━━━ Stored data ━━━

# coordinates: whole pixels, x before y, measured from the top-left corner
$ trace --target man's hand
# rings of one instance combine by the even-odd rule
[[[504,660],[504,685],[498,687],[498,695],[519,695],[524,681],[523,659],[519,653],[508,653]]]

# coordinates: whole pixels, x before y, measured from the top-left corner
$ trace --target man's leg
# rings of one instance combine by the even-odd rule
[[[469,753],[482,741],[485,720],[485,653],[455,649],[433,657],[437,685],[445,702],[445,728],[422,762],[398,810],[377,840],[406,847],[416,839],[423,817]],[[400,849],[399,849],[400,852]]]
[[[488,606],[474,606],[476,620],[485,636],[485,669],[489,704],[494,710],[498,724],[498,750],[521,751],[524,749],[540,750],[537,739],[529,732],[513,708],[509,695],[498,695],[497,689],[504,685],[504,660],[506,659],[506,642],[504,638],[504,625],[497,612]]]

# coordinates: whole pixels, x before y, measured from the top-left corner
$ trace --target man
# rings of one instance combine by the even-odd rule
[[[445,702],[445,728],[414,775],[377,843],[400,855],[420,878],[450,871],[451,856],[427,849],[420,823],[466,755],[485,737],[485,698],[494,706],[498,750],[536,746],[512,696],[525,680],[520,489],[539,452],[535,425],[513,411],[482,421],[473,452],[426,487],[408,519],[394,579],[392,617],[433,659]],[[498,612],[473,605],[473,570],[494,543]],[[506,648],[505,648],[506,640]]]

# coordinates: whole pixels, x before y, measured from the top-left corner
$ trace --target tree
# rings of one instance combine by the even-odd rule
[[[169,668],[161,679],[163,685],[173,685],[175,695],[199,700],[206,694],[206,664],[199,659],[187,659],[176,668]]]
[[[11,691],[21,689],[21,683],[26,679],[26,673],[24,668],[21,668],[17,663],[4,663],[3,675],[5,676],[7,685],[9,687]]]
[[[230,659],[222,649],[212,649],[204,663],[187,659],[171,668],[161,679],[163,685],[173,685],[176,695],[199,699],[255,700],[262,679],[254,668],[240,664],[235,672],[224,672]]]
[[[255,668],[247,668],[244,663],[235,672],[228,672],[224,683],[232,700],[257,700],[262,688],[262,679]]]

━━━

- [What the task requires]
Rewrite every line of the records, swapping "whole pixels" for "integer pixels" each time it appears and leaving everything else untouched.

- [Answer to the exercise]
# coordinates: integer pixels, x before y, measured from the top-left corner
$ trace --target man's hand
# rings of one instance combine by the even-odd rule
[[[504,660],[504,685],[498,687],[498,695],[519,695],[524,681],[523,659],[519,653],[508,653]]]

# coordinates: integer pixels, x before y, measured from the top-left corner
$ trace --target man's leg
# rings of one instance combine by the even-odd rule
[[[469,753],[482,741],[485,720],[485,653],[455,649],[433,657],[437,685],[445,702],[445,728],[422,762],[398,810],[377,840],[406,847],[416,839],[423,817]],[[400,849],[399,849],[400,852]]]
[[[488,606],[474,606],[476,620],[485,636],[485,669],[489,704],[494,710],[498,724],[498,750],[521,751],[524,749],[540,750],[537,739],[529,732],[513,708],[509,695],[498,695],[497,689],[504,685],[504,660],[506,659],[506,642],[504,638],[504,625],[497,612]]]

# coordinates: integer pixels, x before y, measured from the top-left corner
$ trace --target man
# rings of one instance combine by the even-odd rule
[[[445,702],[445,728],[414,775],[377,843],[400,855],[420,878],[450,871],[451,856],[427,849],[420,823],[466,755],[485,737],[485,698],[494,706],[498,750],[536,746],[512,696],[525,680],[520,489],[539,452],[535,425],[513,411],[482,421],[473,452],[426,487],[408,519],[394,579],[392,617],[433,659]],[[498,612],[473,605],[473,570],[494,543]],[[506,648],[505,648],[506,640]]]

# coordinates: integer pixels, x before y, measured from the top-left corner
$ trace --target tree
# rings of one instance combine by the even-odd rule
[[[169,668],[161,679],[163,685],[173,685],[175,695],[199,700],[206,694],[206,664],[199,659],[187,659],[176,668]]]
[[[11,691],[21,689],[21,683],[26,679],[26,673],[24,668],[21,668],[17,663],[4,663],[3,675],[5,676],[7,685],[9,687]]]
[[[230,659],[222,649],[212,649],[204,663],[187,659],[171,668],[161,679],[163,685],[173,685],[176,695],[199,699],[255,700],[262,679],[254,668],[240,664],[235,672],[224,672]]]
[[[255,668],[247,668],[244,663],[235,672],[228,672],[224,683],[232,700],[257,700],[262,688],[262,679]]]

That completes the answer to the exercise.